Excerpt:
Good day, Codeforces! Or in my language, magandang araw, Codeforces!
Codeforces Round 597 (Div. 2) will be held on Nov/01/2019 17:35 (Moscow time). Is it rated? Yes, but only for participants below 2100 rating.
Of course, this round is not made by me alone. So, I would like to thank the following people for their help in making this round possible:
- coordinator awoo, for coordinating my round even when he was very busy;
- testers antontrygubO_o, McDic, 300iq, adedalic, isaf27, farmersrice, 265918, vovuh, CaseRuten,Stresshoover, nooinenoojno, Pavlova, defolaut, and Arpa, for testing problems and giving very valuable feedback;
- and of course, MikeMirzayanov and Codeforces staff, for providing us with the amazing Codeforces and Polygon platforms!
There will be 6 problems, and you will be given 2 hours to solve them.
The scoring distribution is as follows: 750-750-1250-1750-2250-2500.
I hope you enjoy the round!
Update: editorial is out now
best round i ever tested. keima orz
Have you forgotten that you were testing my round
best round I ever tested
worst round I ever tested
worst lie you ever lied
they just forgot to insert me :)
best thing they don't insert you .
NO
keima orz
I'm pretty sure it will be another bad contest. If you agree, upvote me.
best round i didnt tested
r/technicallythetruth
Your comment gave me goosebumps.
*tasted
Are you the first one from Philippines to make a contest on codeforces ?
No. robinyu made Codeforces Round #419, https://codeforces.me/blog/entry/52653.
I want to AK it,but I can't.
I hope I can become candidate master after this round :DDDDDDDDD
I hope, that this round will be balanced, and all people get results, they needed.
After almost 3 years I am back on CodeForces and gonna participate in this round. Wish me luck!
You lied. You didn't participate in this round.
It clashes with a codechef round , but after reading comments from testers ,it seems like, i should ditch that and participate here ...

Recorded data:
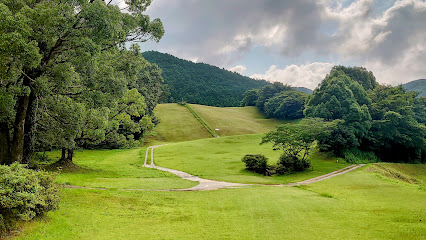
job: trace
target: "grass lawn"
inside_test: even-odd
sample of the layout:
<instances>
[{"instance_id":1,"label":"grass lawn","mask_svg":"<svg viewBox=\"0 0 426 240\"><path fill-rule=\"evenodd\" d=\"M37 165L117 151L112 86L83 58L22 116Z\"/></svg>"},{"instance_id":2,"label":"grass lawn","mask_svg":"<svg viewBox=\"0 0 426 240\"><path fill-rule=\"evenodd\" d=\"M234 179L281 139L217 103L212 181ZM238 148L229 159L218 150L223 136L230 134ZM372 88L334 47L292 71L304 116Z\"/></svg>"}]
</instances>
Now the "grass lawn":
<instances>
[{"instance_id":1,"label":"grass lawn","mask_svg":"<svg viewBox=\"0 0 426 240\"><path fill-rule=\"evenodd\" d=\"M158 104L154 113L161 122L150 142L182 142L212 137L185 106L177 103Z\"/></svg>"},{"instance_id":2,"label":"grass lawn","mask_svg":"<svg viewBox=\"0 0 426 240\"><path fill-rule=\"evenodd\" d=\"M146 148L76 151L74 163L81 167L57 176L59 183L118 189L169 189L195 186L171 173L142 167ZM53 152L50 157L59 152Z\"/></svg>"},{"instance_id":3,"label":"grass lawn","mask_svg":"<svg viewBox=\"0 0 426 240\"><path fill-rule=\"evenodd\" d=\"M303 188L64 190L18 239L422 239L426 192L366 171Z\"/></svg>"},{"instance_id":4,"label":"grass lawn","mask_svg":"<svg viewBox=\"0 0 426 240\"><path fill-rule=\"evenodd\" d=\"M190 104L219 136L264 133L276 130L285 121L266 119L256 107L210 107Z\"/></svg>"},{"instance_id":5,"label":"grass lawn","mask_svg":"<svg viewBox=\"0 0 426 240\"><path fill-rule=\"evenodd\" d=\"M155 164L188 172L207 179L240 183L283 184L301 181L348 166L336 158L314 152L312 171L286 176L266 177L245 170L245 154L264 154L276 163L281 154L271 144L259 145L264 134L238 135L173 143L154 150Z\"/></svg>"}]
</instances>

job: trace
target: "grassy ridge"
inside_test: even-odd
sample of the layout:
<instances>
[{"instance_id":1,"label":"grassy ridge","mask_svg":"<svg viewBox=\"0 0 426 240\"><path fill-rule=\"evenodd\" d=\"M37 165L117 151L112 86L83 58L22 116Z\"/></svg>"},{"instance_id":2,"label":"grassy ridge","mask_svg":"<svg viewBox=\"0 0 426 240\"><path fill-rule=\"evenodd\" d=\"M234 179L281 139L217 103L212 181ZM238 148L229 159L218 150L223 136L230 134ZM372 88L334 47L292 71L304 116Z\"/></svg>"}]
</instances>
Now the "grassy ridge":
<instances>
[{"instance_id":1,"label":"grassy ridge","mask_svg":"<svg viewBox=\"0 0 426 240\"><path fill-rule=\"evenodd\" d=\"M219 129L220 136L264 133L275 130L286 121L266 119L256 107L219 108L197 104L190 106L213 129Z\"/></svg>"},{"instance_id":2,"label":"grassy ridge","mask_svg":"<svg viewBox=\"0 0 426 240\"><path fill-rule=\"evenodd\" d=\"M155 128L156 136L149 141L181 142L211 137L184 106L159 104L154 112L160 118L160 124Z\"/></svg>"},{"instance_id":3,"label":"grassy ridge","mask_svg":"<svg viewBox=\"0 0 426 240\"><path fill-rule=\"evenodd\" d=\"M195 119L197 119L201 123L201 125L203 125L207 129L207 131L212 135L212 137L218 137L216 132L200 117L200 115L198 115L194 111L194 109L192 109L191 106L189 106L189 104L185 104L185 107L188 108L192 115L194 115Z\"/></svg>"}]
</instances>

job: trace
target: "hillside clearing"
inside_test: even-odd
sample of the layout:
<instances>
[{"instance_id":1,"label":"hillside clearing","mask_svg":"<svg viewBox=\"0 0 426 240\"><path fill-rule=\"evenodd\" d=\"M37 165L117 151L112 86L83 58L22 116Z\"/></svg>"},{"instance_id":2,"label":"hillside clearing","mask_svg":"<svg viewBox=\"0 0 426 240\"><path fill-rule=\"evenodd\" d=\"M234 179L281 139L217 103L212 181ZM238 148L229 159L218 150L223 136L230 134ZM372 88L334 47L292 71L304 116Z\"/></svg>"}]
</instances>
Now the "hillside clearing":
<instances>
[{"instance_id":1,"label":"hillside clearing","mask_svg":"<svg viewBox=\"0 0 426 240\"><path fill-rule=\"evenodd\" d=\"M357 170L309 186L64 190L19 239L421 239L426 192ZM143 226L143 227L141 227Z\"/></svg>"},{"instance_id":2,"label":"hillside clearing","mask_svg":"<svg viewBox=\"0 0 426 240\"><path fill-rule=\"evenodd\" d=\"M155 150L155 163L206 179L262 184L302 181L349 165L315 152L310 156L313 166L311 171L272 177L249 172L241 162L245 154L264 154L270 163L276 163L281 154L280 151L273 151L270 144L259 145L262 136L238 135L168 144Z\"/></svg>"}]
</instances>

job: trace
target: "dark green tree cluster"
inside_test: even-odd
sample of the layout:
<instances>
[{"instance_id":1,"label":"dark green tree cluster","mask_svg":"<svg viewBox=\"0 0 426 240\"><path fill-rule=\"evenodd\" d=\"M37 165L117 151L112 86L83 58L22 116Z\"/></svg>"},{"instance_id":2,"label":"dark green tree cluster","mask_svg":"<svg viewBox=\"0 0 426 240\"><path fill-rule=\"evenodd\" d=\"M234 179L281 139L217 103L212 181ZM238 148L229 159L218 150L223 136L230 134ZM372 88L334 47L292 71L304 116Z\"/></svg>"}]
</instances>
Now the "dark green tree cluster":
<instances>
[{"instance_id":1,"label":"dark green tree cluster","mask_svg":"<svg viewBox=\"0 0 426 240\"><path fill-rule=\"evenodd\" d=\"M150 0L111 2L0 1L0 164L133 146L152 129L161 71L124 44L158 41L163 26L143 14Z\"/></svg>"},{"instance_id":2,"label":"dark green tree cluster","mask_svg":"<svg viewBox=\"0 0 426 240\"><path fill-rule=\"evenodd\" d=\"M402 85L407 91L418 92L417 97L426 97L426 79L418 79Z\"/></svg>"},{"instance_id":3,"label":"dark green tree cluster","mask_svg":"<svg viewBox=\"0 0 426 240\"><path fill-rule=\"evenodd\" d=\"M319 139L322 150L359 150L392 162L424 162L424 99L402 86L382 86L365 68L334 67L306 101L306 117L339 119ZM354 151L357 150L357 151Z\"/></svg>"},{"instance_id":4,"label":"dark green tree cluster","mask_svg":"<svg viewBox=\"0 0 426 240\"><path fill-rule=\"evenodd\" d=\"M269 118L303 118L305 100L309 94L297 88L275 82L261 89L248 90L241 106L256 106Z\"/></svg>"},{"instance_id":5,"label":"dark green tree cluster","mask_svg":"<svg viewBox=\"0 0 426 240\"><path fill-rule=\"evenodd\" d=\"M185 101L236 107L245 91L269 84L209 64L182 60L170 54L149 51L142 55L162 69L162 76L170 91L168 102Z\"/></svg>"},{"instance_id":6,"label":"dark green tree cluster","mask_svg":"<svg viewBox=\"0 0 426 240\"><path fill-rule=\"evenodd\" d=\"M298 124L280 125L276 131L266 134L260 143L272 143L274 150L283 152L276 165L269 165L268 159L259 154L245 155L241 161L245 163L247 170L267 176L303 172L311 167L308 157L314 141L328 136L337 122L307 118Z\"/></svg>"}]
</instances>

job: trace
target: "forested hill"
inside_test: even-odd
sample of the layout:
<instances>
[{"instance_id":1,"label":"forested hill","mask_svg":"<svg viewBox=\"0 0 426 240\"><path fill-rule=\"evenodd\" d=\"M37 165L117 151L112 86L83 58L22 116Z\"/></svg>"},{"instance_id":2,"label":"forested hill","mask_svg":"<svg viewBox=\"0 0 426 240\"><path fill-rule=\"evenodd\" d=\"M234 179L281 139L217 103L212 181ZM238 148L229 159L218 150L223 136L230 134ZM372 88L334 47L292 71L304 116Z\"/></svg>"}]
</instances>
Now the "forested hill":
<instances>
[{"instance_id":1,"label":"forested hill","mask_svg":"<svg viewBox=\"0 0 426 240\"><path fill-rule=\"evenodd\" d=\"M254 80L205 63L193 63L156 51L142 53L162 70L164 82L170 88L169 102L197 103L209 106L239 106L243 93L269 83Z\"/></svg>"},{"instance_id":2,"label":"forested hill","mask_svg":"<svg viewBox=\"0 0 426 240\"><path fill-rule=\"evenodd\" d=\"M402 84L402 86L407 91L419 92L420 94L418 95L418 97L426 97L426 79L411 81L409 83Z\"/></svg>"}]
</instances>

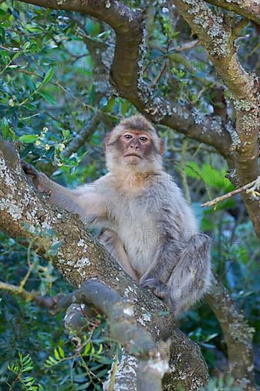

List of tasks:
A – Answer these questions from the Round 597 announcement:
(i) How much time will contestants have to solve the problems?
(ii) Who coordinated the round?
(iii) According to one reply, which round did robinyu make?
B – Add a few more comments to the Round 597 announcement thread, picking up after the last comment shown.
The rows have no connection to the Round 597 announcement.

Answers provided:
A –
(i) 2 hours.
(ii) awoo.
(iii) Codeforces Round #419.

B –
best choice ever made
Same here I also ditched codechefs round and got +83 here
I think it must be one of the best contests in Codeforces!
I wish contest has strong pretests. I don't like to take wrong answers on main tests.
Whenever 300iq was taster , 193 tastcase passed and then suddenly wrong answer in tastcase 194
As a tester, I enjoyed solving problems. Well written problem statements mixed with Chinese culture. One of the problems is about a childhood game and it was completely interesting for me!
how interesting would it be a D or E problem about game theory :P
It'll be interesting if C was combinatorics :P
I hope it is not interactive, I had bad luck trying to interact with my Chinese friends' kids!
Keima915 OP, from green to orange in 7 months .. interested about the contest to start my 7 months journey :p
I think it's not that hard. Good luck!
hope solve a,b,c
Please can anyone say me this round I wanna be specialist how many problems must I solve
Like what you did in your last round.
How can I improve? advise me something.
I already participated 27 contests result is newbie.
Always getting out of your comfort zone. And focusing on fixing your mistakes.
I think you only need solve 2 problems in short time or 3 problems
How they calculate it to be specialist?
By your relative ranking to other people, and your previous rating vs. other people's ratings around your ranking
huh.. very complicated, i will go and change the css to red.
It's very trouble :<
Expect for the constest!
want for the contest!
I wish I can get expert in the contest again. :)
Good luck to everyone!
I m back Bois.. Had a busy October but now I am back to top the charts again.
The contestants had to face some difficulty in the previous contest due to several server failure. Though it was overcome in few seconds but its disappointing to reload the page over and over again during the contest hour. Div-2 rating changes also had to roll back because of some problems and we had to wait for several hours to get the rating changes in the last contest. Hope the authority will take care of these matters in this round.
Auto comment: topic has been updated by DeliciousFlatChest (previous revision, new revision, compare).
Best of luck in your first contest!
Why first and second question has same score distribution....does that mean they have same difficulty level??
Hope we have a fair race :)
I hope that I can turn it into a blue name.
Another DISGUSTING reading contest.
Reading is also a part of CP. So you should adjust yourself to read long questions. Else make the question look smaller to you. How? You figure it out ;).
I don't like to read tonns of text after hard work day. It tires the brain completely.
Do you think everyone is only doing CP? Are they not tired?. Let's not make any excuses and just read the question there is no other way.
Well, I guess that's just your excuse for not being able to solve problems on this contest. The statements were actually well written and short. Go practice instead of complaining.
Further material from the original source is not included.